Of course, if you rent or have purchased a dedicated, out-of-home office, utilities for this space are 100% deductible. Additionally, phones used for business are legitimate self-employed deductions. This includes a second line in your home or a cellphone for business use.
4. Office Supplies
You can deduct the cost of equipment you buy for your business, such as filing cabinets, desk, printers and office supplies like pens and envelopes.
What about your laptop and tablet? If they are used for your freelance or small business, they can be deducted. However, if you only have one laptop and use it partly for business, and partly for personal purposes, you can only deduct the percentage of its business use (e.g. 60% for business). Refer to Publication 535 for more details on business expenses.
5. Autos and Commuting
In general, commuting is considered personal use and is not deductible. If you’re self-employed and have an office outside of the home, you cannot deduct your commute to the office. However, you can deduct travel to meet a client, purchase business supplies or conduct research. Travel expenses include any public transit, parking and tolls.
If you’re driving to meet a customer or conducting business travel, you can deduct a standard mileage rate for this travel (Note: you could also opt to calculate your auto deductions, based on actual expenses; refer to IRS Publication 463 for more details.)
For the standard mileage rate, you’ll need to use two different rates for your 2011 calculations. For Jan. 1 through June 30, 2011, the standard rate is $0.51 per mile; for July 1 through Dec. 31, 2011, the rate is $0.555 cents per mile. Again, refer to Pub 463 for all the details.

## Instructions:
**1)** In the text on self-employed tax deductions, what do travel expenses include?
**2)** Pick up the text on self-employed tax deductions after its last sentence and carry it on in the same style.
The data after this has no connection to the text on self-employed tax deductions.

## Extracted information:
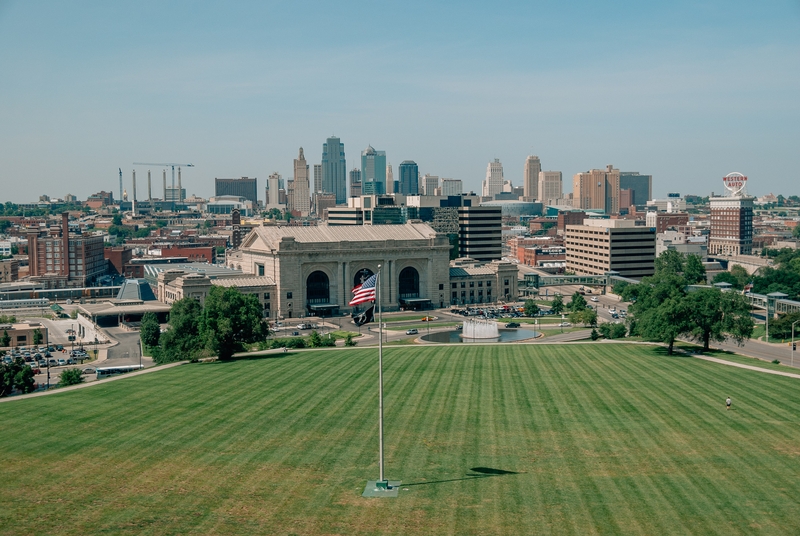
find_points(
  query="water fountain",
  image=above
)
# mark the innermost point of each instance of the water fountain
(480, 329)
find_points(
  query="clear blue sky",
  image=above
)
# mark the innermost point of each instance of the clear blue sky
(685, 91)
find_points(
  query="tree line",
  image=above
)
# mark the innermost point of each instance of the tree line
(665, 308)
(222, 326)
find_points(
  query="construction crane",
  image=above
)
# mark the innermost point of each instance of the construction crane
(171, 165)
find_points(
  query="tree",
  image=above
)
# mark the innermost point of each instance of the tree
(693, 271)
(231, 319)
(150, 330)
(530, 308)
(182, 339)
(70, 377)
(716, 315)
(578, 302)
(557, 305)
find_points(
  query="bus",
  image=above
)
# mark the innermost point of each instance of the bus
(105, 372)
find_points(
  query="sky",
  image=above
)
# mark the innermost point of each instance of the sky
(686, 91)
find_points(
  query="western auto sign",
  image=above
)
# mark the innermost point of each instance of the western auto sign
(734, 182)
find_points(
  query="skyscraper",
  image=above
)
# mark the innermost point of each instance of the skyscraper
(597, 189)
(409, 178)
(493, 184)
(334, 169)
(373, 171)
(355, 182)
(642, 186)
(550, 187)
(302, 198)
(530, 182)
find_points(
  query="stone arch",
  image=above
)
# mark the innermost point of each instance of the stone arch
(318, 288)
(362, 275)
(408, 283)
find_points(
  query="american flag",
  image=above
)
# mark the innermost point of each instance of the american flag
(365, 291)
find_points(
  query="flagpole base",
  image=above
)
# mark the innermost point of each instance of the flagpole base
(381, 488)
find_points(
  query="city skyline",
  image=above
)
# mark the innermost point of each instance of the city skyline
(684, 93)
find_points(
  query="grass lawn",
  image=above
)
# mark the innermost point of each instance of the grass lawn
(502, 439)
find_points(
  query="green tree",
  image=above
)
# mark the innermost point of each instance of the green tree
(150, 330)
(182, 340)
(557, 305)
(716, 315)
(315, 341)
(231, 319)
(693, 271)
(70, 377)
(530, 308)
(578, 302)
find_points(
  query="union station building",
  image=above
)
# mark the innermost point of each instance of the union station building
(316, 268)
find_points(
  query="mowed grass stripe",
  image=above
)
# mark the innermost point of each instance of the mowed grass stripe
(605, 438)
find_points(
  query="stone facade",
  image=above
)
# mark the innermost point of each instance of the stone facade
(316, 268)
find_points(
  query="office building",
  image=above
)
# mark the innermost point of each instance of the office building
(597, 247)
(409, 178)
(59, 258)
(641, 185)
(317, 177)
(597, 189)
(550, 187)
(373, 171)
(244, 187)
(731, 226)
(429, 184)
(334, 169)
(530, 184)
(451, 187)
(273, 192)
(301, 201)
(493, 184)
(480, 232)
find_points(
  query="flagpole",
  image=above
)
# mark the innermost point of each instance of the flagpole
(380, 374)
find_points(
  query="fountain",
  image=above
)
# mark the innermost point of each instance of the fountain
(480, 329)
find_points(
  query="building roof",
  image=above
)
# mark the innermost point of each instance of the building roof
(136, 289)
(260, 281)
(272, 236)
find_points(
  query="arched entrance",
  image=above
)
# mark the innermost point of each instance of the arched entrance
(409, 283)
(362, 276)
(317, 288)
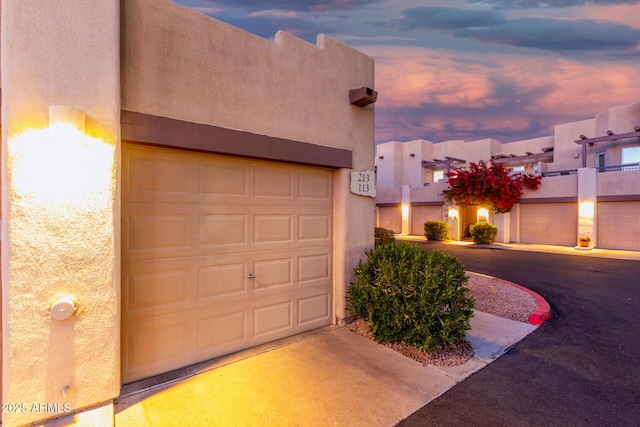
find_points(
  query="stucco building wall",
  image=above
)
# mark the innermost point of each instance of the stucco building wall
(163, 60)
(553, 208)
(60, 214)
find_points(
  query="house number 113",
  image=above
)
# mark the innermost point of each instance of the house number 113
(363, 183)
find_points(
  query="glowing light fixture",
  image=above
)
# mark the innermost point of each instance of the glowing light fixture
(61, 167)
(405, 219)
(483, 214)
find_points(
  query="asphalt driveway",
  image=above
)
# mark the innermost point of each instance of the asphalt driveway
(582, 367)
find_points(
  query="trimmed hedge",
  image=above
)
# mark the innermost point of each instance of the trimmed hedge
(483, 232)
(409, 295)
(436, 230)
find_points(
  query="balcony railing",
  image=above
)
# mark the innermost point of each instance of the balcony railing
(620, 168)
(560, 173)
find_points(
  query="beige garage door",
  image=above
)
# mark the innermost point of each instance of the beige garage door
(422, 214)
(619, 225)
(549, 223)
(218, 255)
(390, 217)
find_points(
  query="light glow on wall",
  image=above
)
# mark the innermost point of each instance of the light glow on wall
(586, 209)
(483, 214)
(61, 167)
(405, 219)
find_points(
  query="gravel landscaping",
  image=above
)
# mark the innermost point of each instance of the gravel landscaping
(491, 295)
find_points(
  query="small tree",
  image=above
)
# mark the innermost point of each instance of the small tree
(485, 183)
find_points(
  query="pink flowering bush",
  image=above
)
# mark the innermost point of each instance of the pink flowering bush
(485, 183)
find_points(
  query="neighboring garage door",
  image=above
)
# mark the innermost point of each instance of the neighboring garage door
(195, 229)
(619, 225)
(390, 217)
(549, 223)
(422, 214)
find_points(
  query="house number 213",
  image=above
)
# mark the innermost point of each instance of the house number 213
(363, 183)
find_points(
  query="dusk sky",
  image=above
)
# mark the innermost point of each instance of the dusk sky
(470, 69)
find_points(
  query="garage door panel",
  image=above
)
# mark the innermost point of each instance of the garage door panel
(273, 182)
(222, 229)
(189, 248)
(314, 267)
(159, 231)
(222, 279)
(619, 225)
(314, 309)
(214, 331)
(271, 273)
(549, 223)
(223, 179)
(157, 289)
(156, 349)
(314, 227)
(273, 228)
(390, 218)
(422, 214)
(272, 318)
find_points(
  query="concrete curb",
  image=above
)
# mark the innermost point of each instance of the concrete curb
(541, 314)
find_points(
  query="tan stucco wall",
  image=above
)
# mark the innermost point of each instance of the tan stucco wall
(181, 64)
(59, 212)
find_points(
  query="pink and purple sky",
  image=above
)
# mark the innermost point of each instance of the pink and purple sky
(470, 69)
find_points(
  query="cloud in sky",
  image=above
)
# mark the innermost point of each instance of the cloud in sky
(466, 69)
(570, 36)
(449, 18)
(551, 4)
(298, 5)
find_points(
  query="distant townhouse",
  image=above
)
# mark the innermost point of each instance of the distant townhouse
(590, 183)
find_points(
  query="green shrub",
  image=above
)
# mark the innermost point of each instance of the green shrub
(483, 232)
(384, 236)
(436, 230)
(409, 295)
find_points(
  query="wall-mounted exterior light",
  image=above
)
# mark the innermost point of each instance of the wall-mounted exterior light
(483, 214)
(363, 96)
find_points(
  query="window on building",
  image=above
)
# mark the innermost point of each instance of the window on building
(630, 155)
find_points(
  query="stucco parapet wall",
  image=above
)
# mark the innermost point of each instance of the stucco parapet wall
(430, 193)
(554, 187)
(618, 183)
(181, 64)
(388, 195)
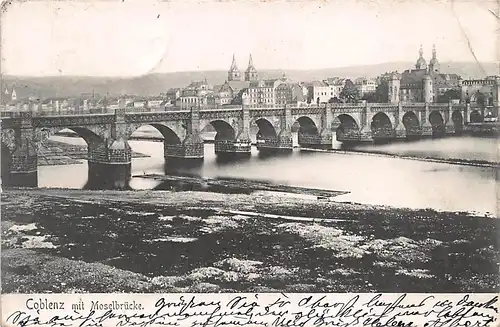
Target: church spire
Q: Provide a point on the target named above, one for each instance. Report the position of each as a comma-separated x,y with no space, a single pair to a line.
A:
233,64
234,73
251,72
421,63
434,63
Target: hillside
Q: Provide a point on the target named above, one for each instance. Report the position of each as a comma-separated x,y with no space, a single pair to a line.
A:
153,84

## Responses per task:
**1)** Travel expenses include any public transit, parking and tolls.

**2)**
If your trip was primarily for business purposes, for example, to meet with a potential client or attend a conference, you can deduct certain expenses. You should be able to fully deduct any transportation costs (plane tickets, taxis, airport parking, etc.). You can deduct hotel costs for any business days; if you combine work and play, you can’t deduct lodging and meals for your personal days (although transportation is still fully deductible).
Business owners and self-employed taxpayers can write off 50% of business meals, as well as entertainment. If you take a client to a basketball game, you can deduct 50% of the ticket costs, as long as business was discussed before or after the event. If you’re away from home overnight, you can claim a daily meal allowance of $46 per day in small localities. (Most major cities will qualify for a higher standard meal allowance; per diem rates are listed in Publication 1542.)
While it’s always advisable to hold on to any receipts, you particularly need to keep track of receipts for your meal, lodging and entertainment expenses. Publication 463 advises you which expenses can be deducted.
7. Retirement Plans
Self-employed business owners can stash money away in tax-deferred retirement plans. For example, in 2011 you can contribute up to $49,000 into a SEP IRA or solo 401(k) plan. To qualify for your 2011 tax return, you needed to have set up a plan by Dec. 31, 2011. However, once the plan is established, you’re able to deduct contributions up to your tax-return filing date (Apr. 17).
As with any tax strategy, the best way to avoid trouble is to be honest about your income, deduct only the expenses you’re entitled to, and keep all receipts and supporting documentation to back up your deductions. And of course, consulting with a qualified tax professional is always wise to make sure you’re following the rules and enjoying all the deductions available to you.
If you’re self-employed, operating as a sole proprietor, tax time can be yet another reminder that you haven’t addressed your business structure yet.
Talk with a CPA or tax advisor to see whether an S Corporation (which can help business owners reduce their self-employment or Social Security/Medicare taxes) is right for you. The LLC and S Corp can protect your personal assets on the off chance your business is sued or can’t pay its debts. While it’s too late to impact your 2011 taxes, the end of tax time is a perfect time to reassess what’s next for your business.